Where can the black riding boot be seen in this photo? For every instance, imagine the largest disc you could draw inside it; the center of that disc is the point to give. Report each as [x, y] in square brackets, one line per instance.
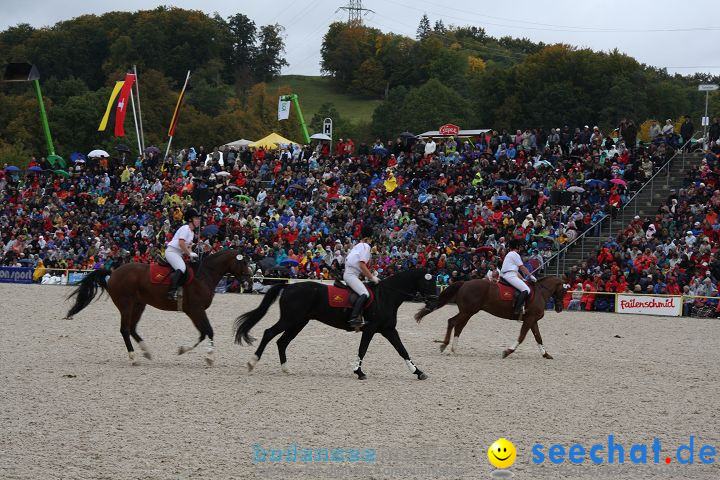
[520, 302]
[174, 280]
[355, 320]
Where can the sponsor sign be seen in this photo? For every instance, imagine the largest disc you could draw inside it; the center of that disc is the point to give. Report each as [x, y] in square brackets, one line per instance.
[649, 305]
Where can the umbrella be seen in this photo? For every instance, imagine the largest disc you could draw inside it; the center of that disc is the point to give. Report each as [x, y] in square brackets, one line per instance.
[210, 230]
[98, 153]
[594, 181]
[320, 136]
[56, 159]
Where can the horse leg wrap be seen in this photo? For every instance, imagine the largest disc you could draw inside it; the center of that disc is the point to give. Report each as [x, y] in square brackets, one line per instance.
[411, 365]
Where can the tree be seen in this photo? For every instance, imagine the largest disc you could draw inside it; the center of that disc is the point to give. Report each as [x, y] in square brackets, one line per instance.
[369, 79]
[242, 33]
[268, 59]
[424, 28]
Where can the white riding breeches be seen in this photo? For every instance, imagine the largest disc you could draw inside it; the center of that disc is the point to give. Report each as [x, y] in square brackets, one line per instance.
[513, 278]
[174, 258]
[355, 284]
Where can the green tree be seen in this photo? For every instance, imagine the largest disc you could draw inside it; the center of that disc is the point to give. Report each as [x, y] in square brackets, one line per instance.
[369, 79]
[268, 59]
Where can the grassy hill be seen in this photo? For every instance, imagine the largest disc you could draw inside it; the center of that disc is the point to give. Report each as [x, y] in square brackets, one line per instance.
[314, 91]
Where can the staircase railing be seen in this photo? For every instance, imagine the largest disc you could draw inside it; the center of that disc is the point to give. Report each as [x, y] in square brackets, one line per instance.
[560, 254]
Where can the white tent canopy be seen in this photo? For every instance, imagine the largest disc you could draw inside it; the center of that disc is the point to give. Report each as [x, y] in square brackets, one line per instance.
[320, 136]
[239, 143]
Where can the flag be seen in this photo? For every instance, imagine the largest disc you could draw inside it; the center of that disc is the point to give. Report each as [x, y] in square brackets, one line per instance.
[283, 109]
[176, 113]
[109, 109]
[123, 100]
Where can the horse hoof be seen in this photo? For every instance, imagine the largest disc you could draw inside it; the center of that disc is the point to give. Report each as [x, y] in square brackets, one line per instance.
[252, 362]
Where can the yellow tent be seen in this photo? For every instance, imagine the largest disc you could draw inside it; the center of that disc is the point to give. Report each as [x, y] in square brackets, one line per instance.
[271, 141]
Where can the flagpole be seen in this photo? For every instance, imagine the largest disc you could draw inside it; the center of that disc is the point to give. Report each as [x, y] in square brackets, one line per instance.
[137, 132]
[177, 112]
[137, 92]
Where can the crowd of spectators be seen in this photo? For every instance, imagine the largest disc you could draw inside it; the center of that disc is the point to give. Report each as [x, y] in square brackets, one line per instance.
[448, 204]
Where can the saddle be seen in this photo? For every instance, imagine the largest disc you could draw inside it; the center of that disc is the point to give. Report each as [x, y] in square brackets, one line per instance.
[509, 293]
[160, 274]
[342, 296]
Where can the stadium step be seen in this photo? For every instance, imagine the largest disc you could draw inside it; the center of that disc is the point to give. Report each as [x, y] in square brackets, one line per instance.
[646, 204]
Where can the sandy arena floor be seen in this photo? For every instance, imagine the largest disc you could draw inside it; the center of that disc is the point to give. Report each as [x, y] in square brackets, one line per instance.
[71, 406]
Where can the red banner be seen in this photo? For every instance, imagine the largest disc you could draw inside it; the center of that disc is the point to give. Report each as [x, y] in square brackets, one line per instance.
[449, 129]
[122, 105]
****
## WHAT NEEDS TO BE DONE
Exactly and only the lines from the line containing "Where can the saddle" through the last line of the entries should be copied, both ends included.

## WRITTEN SOLUTION
Where can the saddle be seen in this photo? For every instance, imagine the largest disc you could draw inside it; the center of that disc is the point to give. Report each as [x, y] in square brackets, one line per instance.
[509, 293]
[160, 274]
[342, 296]
Where can the stadium step be seen in this photo? For every instance, imagine the largest disc you could draw inside it; the center of that disc is the point to give. Report each as [x, y] in square brackets, one line per instance.
[646, 204]
Where can the sandy arena floor be seen in this photo? For every instance, imagine the largest disc you could draw inside it; the center of that disc is the point to give. Report each as [x, y] in square brackets, one line per instance.
[71, 406]
Where can the red banner be seen in this photo? For every instance, imagine the largest disc you could draw inside it; the center of that disc is the point to give. Report each as [x, y] in square brackets, one line per instance.
[449, 129]
[122, 105]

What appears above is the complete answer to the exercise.